Work instruction ▸
Word for word, repeat each record that follows.

Task input ▸

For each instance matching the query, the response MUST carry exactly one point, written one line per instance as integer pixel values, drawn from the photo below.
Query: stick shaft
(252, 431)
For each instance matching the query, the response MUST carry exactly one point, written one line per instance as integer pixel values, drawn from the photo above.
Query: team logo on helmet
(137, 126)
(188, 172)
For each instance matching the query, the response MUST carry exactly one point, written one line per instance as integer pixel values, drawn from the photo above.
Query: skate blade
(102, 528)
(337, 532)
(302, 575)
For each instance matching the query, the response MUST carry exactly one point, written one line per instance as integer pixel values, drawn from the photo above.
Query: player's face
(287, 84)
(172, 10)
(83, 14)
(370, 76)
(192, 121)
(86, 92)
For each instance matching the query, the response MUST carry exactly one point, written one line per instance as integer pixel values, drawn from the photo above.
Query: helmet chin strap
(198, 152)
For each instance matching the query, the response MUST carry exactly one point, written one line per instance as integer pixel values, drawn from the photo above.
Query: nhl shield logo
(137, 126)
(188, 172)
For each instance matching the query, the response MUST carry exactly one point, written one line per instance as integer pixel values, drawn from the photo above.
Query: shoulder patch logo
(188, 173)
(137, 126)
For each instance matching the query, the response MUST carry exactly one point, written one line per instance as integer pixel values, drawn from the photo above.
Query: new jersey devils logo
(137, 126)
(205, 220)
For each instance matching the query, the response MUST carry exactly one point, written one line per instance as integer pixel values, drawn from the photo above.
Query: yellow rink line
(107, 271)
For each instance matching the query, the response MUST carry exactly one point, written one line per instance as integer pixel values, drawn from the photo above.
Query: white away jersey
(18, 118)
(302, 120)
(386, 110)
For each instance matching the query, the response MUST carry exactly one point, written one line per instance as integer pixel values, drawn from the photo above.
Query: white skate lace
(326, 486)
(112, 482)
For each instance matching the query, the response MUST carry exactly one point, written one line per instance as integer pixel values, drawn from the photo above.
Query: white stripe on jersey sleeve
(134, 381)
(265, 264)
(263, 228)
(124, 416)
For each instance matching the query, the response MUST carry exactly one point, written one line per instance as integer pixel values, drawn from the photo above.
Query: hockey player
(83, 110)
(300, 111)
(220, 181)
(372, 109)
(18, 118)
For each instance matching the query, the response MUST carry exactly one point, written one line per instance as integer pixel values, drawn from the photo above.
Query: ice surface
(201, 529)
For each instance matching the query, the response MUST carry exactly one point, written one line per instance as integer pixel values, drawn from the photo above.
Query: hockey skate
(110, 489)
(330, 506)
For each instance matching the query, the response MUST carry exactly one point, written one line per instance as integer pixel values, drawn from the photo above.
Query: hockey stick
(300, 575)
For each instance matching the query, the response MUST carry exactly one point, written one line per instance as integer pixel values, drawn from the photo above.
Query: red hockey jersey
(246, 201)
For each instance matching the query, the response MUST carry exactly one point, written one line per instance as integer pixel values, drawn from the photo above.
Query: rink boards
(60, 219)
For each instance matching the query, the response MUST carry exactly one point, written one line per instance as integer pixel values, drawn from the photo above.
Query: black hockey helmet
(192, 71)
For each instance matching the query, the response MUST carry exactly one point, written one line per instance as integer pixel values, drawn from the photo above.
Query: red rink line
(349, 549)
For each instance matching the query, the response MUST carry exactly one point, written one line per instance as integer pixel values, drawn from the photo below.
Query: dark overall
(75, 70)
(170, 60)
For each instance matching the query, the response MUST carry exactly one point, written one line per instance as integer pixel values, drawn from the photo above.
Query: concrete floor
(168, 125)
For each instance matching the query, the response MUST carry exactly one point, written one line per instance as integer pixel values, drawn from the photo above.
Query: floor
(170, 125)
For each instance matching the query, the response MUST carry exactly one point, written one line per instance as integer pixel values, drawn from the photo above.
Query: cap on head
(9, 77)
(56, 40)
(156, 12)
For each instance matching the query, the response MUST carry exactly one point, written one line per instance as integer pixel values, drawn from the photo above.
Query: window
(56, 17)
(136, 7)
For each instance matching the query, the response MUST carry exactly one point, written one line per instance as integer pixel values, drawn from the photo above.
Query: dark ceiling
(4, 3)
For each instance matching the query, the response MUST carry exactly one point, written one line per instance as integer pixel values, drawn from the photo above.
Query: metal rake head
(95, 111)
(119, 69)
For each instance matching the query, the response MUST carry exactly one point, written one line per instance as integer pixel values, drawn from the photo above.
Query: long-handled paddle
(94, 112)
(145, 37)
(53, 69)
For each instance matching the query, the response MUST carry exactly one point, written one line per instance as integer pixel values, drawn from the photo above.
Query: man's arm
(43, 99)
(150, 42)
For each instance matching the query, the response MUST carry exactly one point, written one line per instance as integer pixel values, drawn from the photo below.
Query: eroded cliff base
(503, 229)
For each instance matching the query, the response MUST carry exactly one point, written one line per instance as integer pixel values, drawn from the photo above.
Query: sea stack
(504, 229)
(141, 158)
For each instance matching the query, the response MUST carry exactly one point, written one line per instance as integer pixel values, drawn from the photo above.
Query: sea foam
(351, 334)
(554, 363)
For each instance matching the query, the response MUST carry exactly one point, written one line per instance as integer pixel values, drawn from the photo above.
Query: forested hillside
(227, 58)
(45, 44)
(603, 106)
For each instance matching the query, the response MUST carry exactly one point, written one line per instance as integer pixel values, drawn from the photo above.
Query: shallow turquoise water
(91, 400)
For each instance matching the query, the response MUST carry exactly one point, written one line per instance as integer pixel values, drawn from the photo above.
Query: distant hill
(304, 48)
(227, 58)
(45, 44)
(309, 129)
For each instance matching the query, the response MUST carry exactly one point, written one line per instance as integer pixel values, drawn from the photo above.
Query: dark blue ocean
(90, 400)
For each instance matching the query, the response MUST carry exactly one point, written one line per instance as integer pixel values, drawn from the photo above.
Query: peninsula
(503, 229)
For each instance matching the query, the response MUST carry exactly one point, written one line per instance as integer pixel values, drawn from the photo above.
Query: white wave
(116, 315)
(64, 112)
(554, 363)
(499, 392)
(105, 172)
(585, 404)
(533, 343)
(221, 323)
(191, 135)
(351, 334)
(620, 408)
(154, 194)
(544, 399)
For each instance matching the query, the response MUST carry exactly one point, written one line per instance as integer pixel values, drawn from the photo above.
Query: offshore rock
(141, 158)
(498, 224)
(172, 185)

Response below ▸
For each instance matching the query, the response MUST carry exactly one point, written one line per instance as integer pixel values, drawn from the photo below.
Query: stick shaft
(252, 431)
For each instance matching the query, the response MUST carry exactly one point, written one line per instance as integer pixel values, drawn from the photo above.
Query: team logo on helmet
(137, 126)
(188, 172)
For each instance matching the query, the response MUST carry exactly one point, written one line per instance as integer pixel values, drawn from the photo above.
Query: skate blade
(102, 528)
(337, 532)
(302, 575)
For each instance matching the query, the response MUST carry exactly one point, written one line per instance as integer pixel values, drawn from the photo above.
Query: player's face
(287, 84)
(172, 10)
(83, 14)
(370, 76)
(192, 121)
(86, 92)
For each instance matching the query, the response MUST carry exactly one point, written one line per instance as integer pixel values, drawn from the photo above.
Query: helmet chin strap
(198, 152)
For each instance matching the query, the response MUST carry exactly one point, written one line per instance as integer pixel values, drawn from the photo above.
Query: nhl shield logo
(137, 126)
(188, 172)
For each instance matching the query, the response MUST carry exactly one point, written one line per instance as integer pixel values, drawn from the photo above.
Query: shoulder patch logo
(188, 173)
(137, 126)
For each instance matching the query, the response MUST carry exactly one point, written one line per instance as integer pixel values, drawn from the photo above.
Query: new jersey devils logo
(137, 126)
(205, 220)
For each instance matching the query, the response MUST carry exactly one point, written one line per instance as integer pixel values, drawn from the photo above.
Query: yellow rink line
(107, 271)
For each instance matching the query, the response MUST carry exactly one point, written one line per instance as integer pixel values, drawn from the photo above.
Query: white away jersey
(18, 118)
(302, 120)
(386, 110)
For each instance matching the query, the response MUST carry exactly one point, written one line per instance as integer pixel values, drawn from the photo above.
Query: white skate lace
(326, 486)
(112, 482)
For each instance matching the query, the response MUST carry exactly one point, written one line per instance as integer pixel values, drawn from the photo above.
Query: white stripe on jersey sleeve
(134, 381)
(265, 264)
(263, 228)
(124, 416)
For each instance matching the query, the response MUST carry exactly one point, written one line per instance as integer pixel values, drawn from the photo above.
Query: hockey player
(83, 110)
(300, 111)
(220, 181)
(372, 109)
(18, 118)
For each instance matching the query, the response MUST carry exactly one point, written one line per instance as integer pixel values, drawn from the photo above.
Query: ice surface
(201, 529)
For each instance matching the query, the response MUST carry exactly one point, written one line per instance as integer pixel values, drawn from the photo above.
Query: hockey skate
(110, 489)
(330, 506)
For each instance matching the query, the response MUST carry exactly one point, written one line per instance as integer pixel values, drawn from the photo above.
Query: hockey stick
(300, 575)
For each instance matching the query, the response MUST carry exactly one point, written one line per instance as integer pixel values, drawn from the photo above.
Query: red hockey jersey
(246, 201)
For each instance matching the query, the response MUST carry exactly one point, written one line per instance as integer pixel values, drawn from the photo above.
Query: rink boards
(60, 219)
For each instance matching the query, the response MUST carry exactly one point, written one line per instance as integer pixel values, drawn from the photo above.
Query: black hockey helmet
(192, 71)
For each instance matching the query, the response MUST carry exactly one point, written one line per instance as integer pixel values, drawn from the photo above.
Query: red rink line
(349, 549)
For each instance matching the query, the response MUST carry exactly one point, written one line per instance as integer pixel values, drawn from the photo below.
Query: dark overall
(75, 70)
(170, 60)
For each instance matching the query, the response MUST carry exactly one point, written one line per instance as integer pixel values, drawn from the photo above.
Query: concrete floor
(168, 125)
For each instance matching the query, the response MUST carry exactly one point, written one line per instance as integer pixel values, drawn from the photo above.
Query: floor
(170, 125)
For each instance matching the query, the response MUST carry exactly one point, written one line per instance as integer pixel values, drawn from the photo above.
Query: cap on head
(9, 77)
(56, 40)
(156, 12)
For each instance matching the query, the response MUST carry exactly one point, written one line per instance as integer pixel values, drawn from the photo above.
Query: window
(56, 17)
(136, 7)
For each instance matching the query, the response MUST carry exactly one point, written one line per instance as integer pixel values, drawn from the photo above.
Query: dark ceiling
(4, 3)
For each instance matching the query, the response MUST carry exactly one point, written one line per instance as integer pixel values, drawn from the photo above.
Query: metal rake head
(95, 111)
(119, 69)
For each instance matching the query, the response MUST carry exactly one point, written one line per instance as integer pixel values, drawn from the photo above.
Query: long-handled paddle
(94, 112)
(145, 37)
(53, 69)
For each instance matching the query, the response MUST carry exactly one point, written one line per instance as integer pixel values, drawn from the photo above.
Query: man's arm
(43, 99)
(150, 42)
For each instance matching the query, the response MUST carry exactly one point, written one line per instance as integer pixel values, drawn from the photo below.
Query: eroded cliff base
(503, 229)
For each instance matching the query, the response MUST carry exactly one point, written one line per instance as integer pixel values, drawn from the photo above.
Query: sea stack
(504, 229)
(141, 158)
For each instance matching the query, the response MUST carry exactly one point, written one line per instance as integer pixel values, drawn from the photo above.
Query: sea foam
(351, 334)
(554, 363)
For each instance matching the query, the response MUST carry exactly one point, written one line per instance as integer pixel values, drawn from the photo above.
Query: forested hillside
(227, 58)
(45, 44)
(603, 106)
For each instance matching the query, the response MUST carry exactly one point, written one line per instance as integer pixel values, drawn from the photo above.
Query: shallow turquoise water
(91, 400)
For each instance matching the query, the response MUST carry exactly one point, written one line per instance as integer pixel values, drawn from the photo above.
Query: distant hill
(304, 48)
(227, 58)
(45, 44)
(309, 129)
For each instance matching the query, the response MUST carry exactly one point, written one line per instance as integer pixel values, drawn from the photo above.
Query: dark blue ocean
(90, 400)
For each instance matching the query, the response MUST carry exactly one point, written one line per instance as integer pixel values, drawn from the photo above.
Query: peninsula
(503, 229)
For each instance matching the query, the response MUST carry exactly one point, written one line per instance as integer pixel values, drawn from the photo above.
Query: white wave
(116, 315)
(64, 112)
(554, 363)
(499, 392)
(105, 172)
(585, 404)
(533, 343)
(221, 323)
(191, 135)
(351, 334)
(620, 408)
(154, 194)
(544, 399)
For each instance matching the query, the response MUST carry exactly one point, written one line per instance as integer pixel values, drawn from the photo above.
Query: offshore rock
(141, 158)
(498, 224)
(172, 185)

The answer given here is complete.